» TEXT PASSAGE:
╭──

Re: [PATCH v4] sched/fair: Skip sched_balance_running cmpxchg when balance is not due

From: Shrikanth Hegde

Date: Wed Nov 12 2025 - 23:25:35 EST

On 11/13/25 2:40 AM, Tim Chen wrote:

On Wed, 2025-11-12 at 12:21 +0100, Peter Zijlstra wrote:

On Wed, Nov 12, 2025 at 04:39:43PM +0530, Shrikanth Hegde wrote:

So perhaps this is the better option -- or did I overlook something with
should_we_balance? It doesn't look like that will make a different
decision on the retry.

I think in newidle balance, these checks are there in swb to bail of load balance.
redo logic catches it right?

Urgh, my brain still thinks we're not serializing on newidle. Perhaps I
should make this 2 patches, one moving the serializing and one adding it
to newidle.

env->dst_rq lock is taken only in attach_tasks, meanwhile, if the wakeup happened,
pending would be set. is irq enabled or remote CPU can set ttwu_pending on this rq?

if (env->idle == CPU_NEWLY_IDLE) {
if (env->dst_rq->nr_running > 0 || env->dst_rq->ttwu_pending)
return 0;
return 1;
}

Right, that could get tickled.

How about something like the following on top of v4 patch?
This will avoid releasing the lock and take care of the NEWLY_IDLE case.

╰──

» WORK TO DO:
a: In the scheduler patch thread, where is the env->dst_rq lock taken?
b: Return the part of the scheduler patch thread from "redo logic catches" up to and including "on this rq?".
c: Write the next part of the scheduler patch thread, following on from its last line.

» DATASET EXCERPTS:

╭──

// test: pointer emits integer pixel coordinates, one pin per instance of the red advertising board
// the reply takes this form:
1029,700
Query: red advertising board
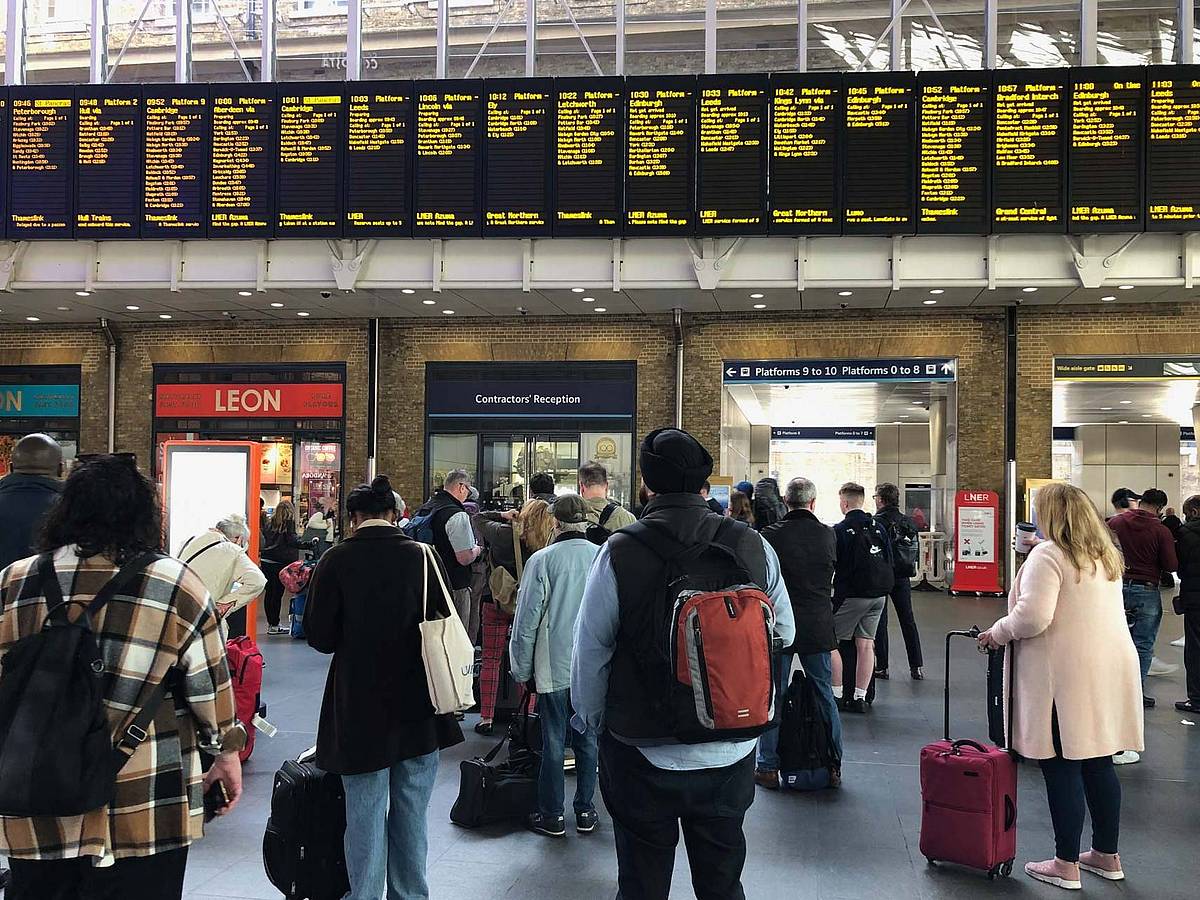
977,543
249,401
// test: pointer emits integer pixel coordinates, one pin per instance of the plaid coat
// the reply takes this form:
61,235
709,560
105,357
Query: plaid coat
166,618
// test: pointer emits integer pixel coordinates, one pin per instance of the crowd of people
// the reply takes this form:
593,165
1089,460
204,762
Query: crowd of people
569,589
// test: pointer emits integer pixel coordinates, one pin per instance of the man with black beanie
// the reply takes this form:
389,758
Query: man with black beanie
653,784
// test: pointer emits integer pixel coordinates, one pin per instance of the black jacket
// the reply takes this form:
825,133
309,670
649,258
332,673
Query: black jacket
808,552
23,502
365,607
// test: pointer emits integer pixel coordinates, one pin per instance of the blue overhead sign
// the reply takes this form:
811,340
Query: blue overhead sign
792,371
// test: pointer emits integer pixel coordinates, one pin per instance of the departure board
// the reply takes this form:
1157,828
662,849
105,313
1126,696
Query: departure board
1104,180
243,165
378,160
660,127
1030,139
108,161
731,154
1173,148
519,135
449,160
805,153
954,142
877,173
589,118
41,162
312,135
175,161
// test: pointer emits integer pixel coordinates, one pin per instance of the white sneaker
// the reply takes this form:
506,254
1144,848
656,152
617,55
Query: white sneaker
1157,667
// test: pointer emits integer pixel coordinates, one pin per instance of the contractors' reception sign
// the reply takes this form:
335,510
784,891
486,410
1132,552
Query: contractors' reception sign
249,401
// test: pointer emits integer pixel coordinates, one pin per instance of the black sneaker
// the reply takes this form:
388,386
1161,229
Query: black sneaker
549,826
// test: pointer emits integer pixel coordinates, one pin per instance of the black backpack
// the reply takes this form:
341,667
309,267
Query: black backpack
57,751
598,533
870,563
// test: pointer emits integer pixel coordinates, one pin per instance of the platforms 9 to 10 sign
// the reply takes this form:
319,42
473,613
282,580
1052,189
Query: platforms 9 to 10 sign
1081,150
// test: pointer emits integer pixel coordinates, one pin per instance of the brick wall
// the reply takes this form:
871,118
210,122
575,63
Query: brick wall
75,346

╰──

» ANSWERS TO THE PROBLEMS:
a: Only in attach_tasks.

b:
redo logic catches it right?

Urgh, my brain still thinks we're not serializing on newidle. Perhaps I
should make this 2 patches, one moving the serializing and one adding it
to newidle.

env->dst_rq lock is taken only in attach_tasks, meanwhile, if the wakeup happened,
pending would be set. is irq enabled or remote CPU can set ttwu_pending on this rq?

c:
Tim

diff --git a/kernel/sched/fair.c b/kernel/sched/fair.c
index 43c5ec039633..26179f4b77f6 100644
--- a/kernel/sched/fair.c
+++ b/kernel/sched/fair.c
@@ -11772,14 +11772,13 @@ static int sched_balance_rq(int this_cpu, struct rq *this_rq,
.fbq_type = all,
.tasks = LIST_HEAD_INIT(env.tasks),
};
- bool need_unlock;
+ bool need_unlock = false;
cpumask_and(cpus, sched_domain_span(sd), cpu_active_mask);
schedstat_inc(sd->lb_count[idle]);
redo:
- need_unlock = false;
if (!should_we_balance(&env)) {
*continue_balancing = 0;
goto out_balanced;
@@ -11916,9 +11915,9 @@ static int sched_balance_rq(int this_cpu, struct rq *this_rq,
if (!cpumask_subset(cpus, env.dst_grpmask)) {
env.loop = 0;
env.loop_break = SCHED_NR_MIGRATE_BREAK;
- if (need_unlock)
- atomic_set_release(&sched_balance_running, 0);
-
+ if (env->idle == CPU_NEWLY_IDLE &&
+ (env->dst_running > 0 || env->dst_rq->ttwu_pending))
+ goto out;

IIUC, we come here, it means busiest cpu was found, but due to
affinity restrictions none of the tasks can come to this cpu.

So a redo is done excluding that busiest cpu if there are cpus other
than the group_mask of this cpu. So doing a redo does make sense specially
for newidle.

So doing bailing out might be wrong.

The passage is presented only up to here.